构建“扁平化”治理结构。这是完善党委领导、政府主导、社会协同、公众参与、法治保障体制机制的必由之路。街道和社区是社会治理的基础单元和最基层组织。创新基层社会治理,上海改革重点是理顺“条”“块”间关系,实现扁平化结构的“功能再造”。一是深化街道体制改革,优化机构设置。按照精简、高效、统一的原则,上海市所有街道党政内设机构按“6+2”模式设置。全面取消街道招商引资职能和相应考核指标和奖励,实现职能、机构、人员、经费彻底剥离。坚持重心下移、资源下沉、权力下放,赋予街道更多的权限和资源,如赋予街道党工委对区职能部门派出机构负责人的人事考核权和征得同意权,赋予街道规划参与权和综合管理权,赋予街道对区域事关群众利益的重大决策和重大项目的建议权等,让街道做到有权、有物、有人,工作职能与资源配置相匹配,增强在“块”层面上的综合协调能力。二是进一步完善乡镇治理体制。增强统筹能力和强化主体责任,强化乡镇区域规划编制参与权,依法赋予乡镇城市管理综合执法权和执法管理力量和公共服务资源向城乡结合部、大型居住社区、人口集中导入地区倾斜。完善大型居住社区配套规划,加强公共服务资源配置,着力解决物业管理等突出问题。针对区划调整以后的一些大镇,综合考虑镇域公共管理、公共服务便利性、居民参与以及面积、人口规模可及性等因素,合理确定基本服务管理单元,配置公共服务资源和行政执法、专业管理力量。

• _问题描述_: 请列出这段关于上海基层社会治理的文字中,“体制机制”一词前面并列的各项内容。

• _数据展示_:
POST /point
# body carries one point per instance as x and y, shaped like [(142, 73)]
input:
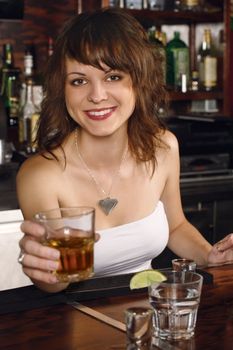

• _参考解答_: 党委领导、政府主导、社会协同、公众参与、法治保障